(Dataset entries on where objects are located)
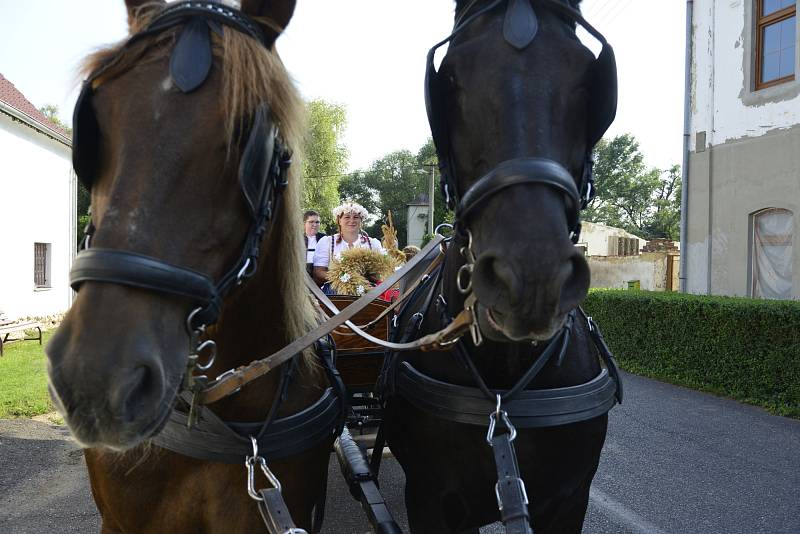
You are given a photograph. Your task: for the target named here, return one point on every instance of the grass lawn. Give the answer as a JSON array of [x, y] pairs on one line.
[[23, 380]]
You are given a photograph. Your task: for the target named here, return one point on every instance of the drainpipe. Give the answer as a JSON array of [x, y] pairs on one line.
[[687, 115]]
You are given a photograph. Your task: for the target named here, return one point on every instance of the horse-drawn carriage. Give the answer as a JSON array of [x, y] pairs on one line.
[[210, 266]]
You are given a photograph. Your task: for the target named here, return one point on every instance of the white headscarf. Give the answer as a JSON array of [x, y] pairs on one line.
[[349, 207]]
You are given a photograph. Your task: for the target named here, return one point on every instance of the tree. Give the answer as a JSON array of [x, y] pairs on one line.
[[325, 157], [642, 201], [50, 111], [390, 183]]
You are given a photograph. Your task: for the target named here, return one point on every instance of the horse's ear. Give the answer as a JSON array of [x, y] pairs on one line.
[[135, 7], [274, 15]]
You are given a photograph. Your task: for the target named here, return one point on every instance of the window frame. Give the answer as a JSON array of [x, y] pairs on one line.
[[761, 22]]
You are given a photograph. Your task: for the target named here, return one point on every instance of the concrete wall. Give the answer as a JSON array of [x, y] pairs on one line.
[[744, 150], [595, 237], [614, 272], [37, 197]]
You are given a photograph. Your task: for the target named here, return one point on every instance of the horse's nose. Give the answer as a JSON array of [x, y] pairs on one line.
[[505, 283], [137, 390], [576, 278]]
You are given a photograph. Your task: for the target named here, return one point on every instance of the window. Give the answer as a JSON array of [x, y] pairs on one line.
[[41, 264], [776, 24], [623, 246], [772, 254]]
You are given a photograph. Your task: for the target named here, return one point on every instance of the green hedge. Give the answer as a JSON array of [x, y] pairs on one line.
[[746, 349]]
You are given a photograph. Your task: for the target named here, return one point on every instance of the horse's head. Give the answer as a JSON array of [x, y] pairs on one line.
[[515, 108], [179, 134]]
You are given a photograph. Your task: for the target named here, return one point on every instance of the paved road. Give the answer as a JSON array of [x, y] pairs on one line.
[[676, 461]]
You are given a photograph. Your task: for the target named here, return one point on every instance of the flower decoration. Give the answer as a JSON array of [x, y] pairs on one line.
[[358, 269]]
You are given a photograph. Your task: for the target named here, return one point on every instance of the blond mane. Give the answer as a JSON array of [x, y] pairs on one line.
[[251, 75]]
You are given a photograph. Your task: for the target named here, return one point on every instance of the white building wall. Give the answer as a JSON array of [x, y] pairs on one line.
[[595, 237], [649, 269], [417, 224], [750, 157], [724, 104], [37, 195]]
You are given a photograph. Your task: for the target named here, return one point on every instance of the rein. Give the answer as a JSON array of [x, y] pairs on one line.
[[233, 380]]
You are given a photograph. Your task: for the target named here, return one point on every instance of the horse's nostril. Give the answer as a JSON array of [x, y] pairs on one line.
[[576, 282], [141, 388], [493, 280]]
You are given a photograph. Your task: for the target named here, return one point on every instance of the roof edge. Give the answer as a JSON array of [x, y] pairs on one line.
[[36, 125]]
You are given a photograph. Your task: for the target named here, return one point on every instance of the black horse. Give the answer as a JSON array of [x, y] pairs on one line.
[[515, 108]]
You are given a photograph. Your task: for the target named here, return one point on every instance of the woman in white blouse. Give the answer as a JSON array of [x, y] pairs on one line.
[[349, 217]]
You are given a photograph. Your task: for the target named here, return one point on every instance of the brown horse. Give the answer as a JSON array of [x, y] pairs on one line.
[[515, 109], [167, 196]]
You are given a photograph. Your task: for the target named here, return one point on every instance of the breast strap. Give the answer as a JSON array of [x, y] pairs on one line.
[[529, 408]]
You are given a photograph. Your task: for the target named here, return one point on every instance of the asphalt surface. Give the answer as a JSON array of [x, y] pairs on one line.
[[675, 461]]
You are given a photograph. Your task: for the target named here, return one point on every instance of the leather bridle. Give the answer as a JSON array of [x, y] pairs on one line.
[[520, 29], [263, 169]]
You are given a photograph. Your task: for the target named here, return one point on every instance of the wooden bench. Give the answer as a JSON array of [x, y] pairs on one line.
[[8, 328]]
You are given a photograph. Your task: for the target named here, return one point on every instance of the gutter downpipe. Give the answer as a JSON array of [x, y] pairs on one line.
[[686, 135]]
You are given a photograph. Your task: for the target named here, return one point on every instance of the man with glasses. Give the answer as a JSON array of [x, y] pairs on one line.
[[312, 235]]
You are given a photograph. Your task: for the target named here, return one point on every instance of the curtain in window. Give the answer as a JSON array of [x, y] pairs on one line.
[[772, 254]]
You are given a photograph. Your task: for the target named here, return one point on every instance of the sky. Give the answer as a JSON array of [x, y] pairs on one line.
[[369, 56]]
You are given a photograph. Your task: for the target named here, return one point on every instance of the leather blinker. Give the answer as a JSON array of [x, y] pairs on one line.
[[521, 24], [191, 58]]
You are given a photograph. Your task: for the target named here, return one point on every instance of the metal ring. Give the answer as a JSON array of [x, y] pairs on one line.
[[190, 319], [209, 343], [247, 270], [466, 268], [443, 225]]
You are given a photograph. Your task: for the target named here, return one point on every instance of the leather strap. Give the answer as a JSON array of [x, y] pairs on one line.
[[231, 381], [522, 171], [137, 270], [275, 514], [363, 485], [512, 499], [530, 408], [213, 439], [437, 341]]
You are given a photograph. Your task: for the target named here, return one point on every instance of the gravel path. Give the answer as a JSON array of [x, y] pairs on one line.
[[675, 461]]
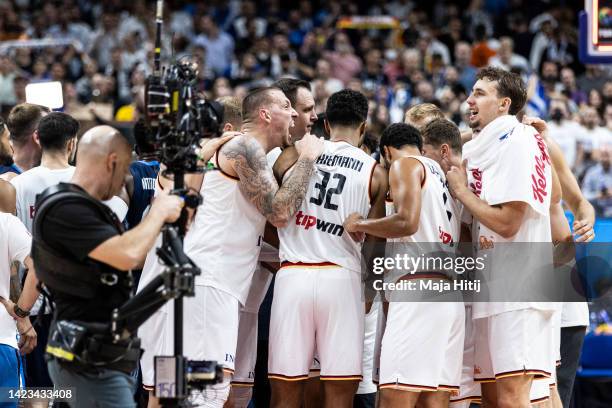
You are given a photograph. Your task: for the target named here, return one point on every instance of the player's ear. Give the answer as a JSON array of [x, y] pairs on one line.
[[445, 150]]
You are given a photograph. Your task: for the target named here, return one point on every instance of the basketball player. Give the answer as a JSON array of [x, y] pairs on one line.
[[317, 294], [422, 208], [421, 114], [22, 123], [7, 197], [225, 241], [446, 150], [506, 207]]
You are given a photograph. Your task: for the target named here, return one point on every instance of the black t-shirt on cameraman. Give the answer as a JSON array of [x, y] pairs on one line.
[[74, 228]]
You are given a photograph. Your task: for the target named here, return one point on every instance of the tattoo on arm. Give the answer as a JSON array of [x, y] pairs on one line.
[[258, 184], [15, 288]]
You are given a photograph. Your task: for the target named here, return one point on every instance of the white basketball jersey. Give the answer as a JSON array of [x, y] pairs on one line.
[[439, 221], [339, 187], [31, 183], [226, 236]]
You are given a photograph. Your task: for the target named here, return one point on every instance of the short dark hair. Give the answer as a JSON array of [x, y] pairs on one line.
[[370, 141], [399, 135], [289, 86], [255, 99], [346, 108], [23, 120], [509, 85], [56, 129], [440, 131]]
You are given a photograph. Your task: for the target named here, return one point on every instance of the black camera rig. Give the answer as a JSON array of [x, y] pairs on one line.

Short task:
Return every entry above word for word, leaving out the pictures.

Full solution:
You are given a photograph. Your task: for the target named here, return one point on every instance of the grass lawn. Give the answer as a JSON array of [x, y] pairs on one line.
[[23, 380]]
You are given a photograph. Your task: for the target named here, return one point on every instance of the drainpipe. Give the answer as a JSON array of [x, y] pairs on one line.
[[687, 115]]
You are given a photograph. Your task: for the target named here, return one point on every instance of the horse-drawn carriage. Give the answer as a JSON array of [x, y] pairs on one line.
[[210, 266]]
You are given a photograph. Your task: for the target named here, return one point on every instance of the white headscarf. Give the answer as a JSON array of [x, y] pairs on one line.
[[349, 207]]
You are given a photograph. Your task: for the target named here, return one point on every instance of the tree. Give the answer as a JSON array of [x, y] pairs on one line.
[[325, 157], [642, 201], [50, 111], [390, 183]]
You are given a photograph. Your task: for the target named here, return one point on every instance of the horse's ear. Give the answer as a JSON array of [x, y] pairs on one line.
[[135, 7], [274, 15]]
You are given a photograph. Your task: for the target named here, return one point on every instance of the window frame. Give the answer as a JSON array of [x, y] pairs on one line.
[[761, 22]]
You are given a photograph. Your task: for the target named here, return one point on every instance of the concrete wall. Give the answer as a JSON array of [x, y] pairs on one line.
[[744, 150], [595, 237], [614, 272], [37, 197]]
You are given a photograph. Your task: for the target named here, return one point on every instance of the horse's nose. Give the answer as a JSON array of [x, y] pairs on one line.
[[505, 283], [137, 390], [576, 278]]
You are given a photograph. Your task: for the target named here, return one point on every instance of the window. Give the answer as a JSON array of [x, y] pairs on one line.
[[41, 264], [776, 24], [623, 246], [772, 254]]
You are given a photograph. Your task: for the target named here, return one point on every instance of the green hedge. Give the answer as a JSON array of [x, y] pairs on one line.
[[746, 349]]
You are given a photograph. Your task: for the target named here, return one point on every instance of the horse's head. Give the answer as a JSON array of [x, y] pairs on one line.
[[515, 108], [179, 134]]
You are given a photograph. Your task: for the target named here, return one point on every instance of the paved road. Give the answer as a JSON array of [x, y] pairs on one line.
[[676, 461]]
You are given a photograph. Your task: for the target named here, return one point on every instance of the flower decoration. Give the answer as a JSON array of [x, y] pairs on one line.
[[358, 269]]
You are given a photograph. Your task: for the target named here, return one point on every instance of the blond mane. Give the answer as a JSON array of [x, y] pairs on one line.
[[251, 75]]
You are given a photograph. Your task: for the target named here, return one point on every instance of the white building wall. Give the answer as a JSON array of [x, y] pairs on one line.
[[595, 237], [649, 269], [417, 224], [750, 157], [724, 104], [37, 195]]
You are given a photograph. Your task: for the target named here, return one point on every instance of the rein. Give the answer as a JSON array of [x, y] pairs on one line.
[[233, 380]]
You are given a photograph. Your task: for the target named here, return one point on every instance of the horse's nostril. Give the answer as a JSON array of [x, y] pairs on one line.
[[576, 282], [141, 388], [493, 280]]
You are given a photograph. Your task: for the target named here, return one point on every instance of the roof edge. Give the answer as a JSON array of [x, y] pairs on one line.
[[36, 125]]
You are given a photograph. Your task: for the target named here, return one point on every instance of the black horse. Give the answer as a JSON array of [x, y] pairs on one line.
[[515, 108]]
You are given a photograph. Your task: for the target named here, return one point on every instance of the woman in white blouse. Give the answer as a JSON array of [x, y] pairs on one line.
[[349, 217]]
You are given a photograph. Your task: for the target named here, return one point on every instance of the brown horse. Give the answer as a JSON array of [x, y] pairs on one line.
[[515, 109], [167, 196]]
You are given a photograph. Your task: for the target named here, return one point on every instance of the breast strap. Give the answer as a JSON array of [x, y] pairs on one line.
[[529, 408]]
You are given a photograph. Your task: for the target named here, return one point on every instance of the asphalt surface. Give the answer as a JSON array of [x, y] pairs on one line.
[[675, 461]]
You are given a photograph. Your task: for the target named here, return one point on every instance of the leather bridle. Give the answer as a JSON array of [x, y] pairs on one line.
[[520, 29], [263, 169]]
You are given a photograph. Your task: for the target named here, return one point on every instance of the wooden bench. Give the answer as a JSON array of [x, y] pairs on one line.
[[8, 328]]
You are given a photograph. Your task: for the target named here, return one point on every instance of the gutter downpipe. Give the answer as a JSON array of [x, y] pairs on one line.
[[686, 135]]
You are given a photograph. Your task: for the target named here, return one point on every instance of the man with glasses. Give the answer as a JSON array of [x, y] pairs on one line.
[[312, 235]]
You are given a photograph. Your task: for the target named here, return one point on every instance of the curtain in window. Give the answer as a JSON array of [x, y] pairs on one line.
[[772, 254]]
You are given a photograph. Your task: for the target named here, return one point on every instance of the sky. Give the answer as a JSON array of [x, y] pairs on one line.
[[369, 56]]
You are given a photograph. Your task: for the target named here, return one point on every instance of the leather blinker. Give the answer as a JSON array of [x, y] pairs on one line.
[[521, 24], [191, 58]]
You are given a photograph. Your task: for the target named here, return one point on every instance of the metal ring. Give the answer as a JSON array of [x, y] pairs on one line.
[[190, 319], [209, 343], [247, 270], [466, 268], [443, 225]]
You are given a photograph. Your task: for the target named here, return one point on every instance of the leather strap. Give the answer as a JSON array of [x, y] pairs on one line.
[[231, 381], [522, 171], [137, 270], [275, 514], [363, 485], [512, 499], [530, 408], [213, 439], [437, 341]]
You are given a photograph. Your task: for the target named here, return one point on every instance of the gravel path. Give the answer as a JSON array of [x, y] pairs on one line.
[[675, 461]]
You are given a photograph. Your task: for the target named here, return one point on every instance of the player's ear. Give the answer as a JSON array of [x, y] pairs on one line.
[[445, 150]]
You are given a photograph. Your task: for the target named here, return one point on every instance of the basketball player. Give the answer as a JSON array of [x, y] pairs on one line.
[[317, 294], [422, 208], [421, 114], [22, 123], [7, 197], [225, 241], [446, 150], [506, 207]]
You are given a photograph. Your task: for the target named here, return one point on every instance of the black t-shirt on cameraman. Give the answer as a JSON array of [x, y] pairs on one line.
[[74, 228]]
You are given a photograph. Your task: for the target named here, return one point on every instance of the tattoo on arm. Give the answer as a JSON array of [x, y] pairs on one line.
[[258, 184], [15, 288]]
You are given a photograph. Your task: for the target named here, return one point on every instance of the white basketball jersey. Give the answer as a JSON array of [x, y] pairs on one line.
[[439, 221], [339, 187], [31, 183], [226, 236]]
You are given a photograph. Your task: for the target named here, return one point on every instance of the short dark hair. Give the answer as a JSON array of [x, y] pairs on one line.
[[370, 141], [399, 135], [289, 86], [255, 99], [346, 108], [23, 120], [509, 85], [56, 129], [440, 131]]
You are given a photograph. Your task: for the target named here, return one point on every instance of the black camera rig. Give the answer as a JSON array of [x, y] pairs on one line.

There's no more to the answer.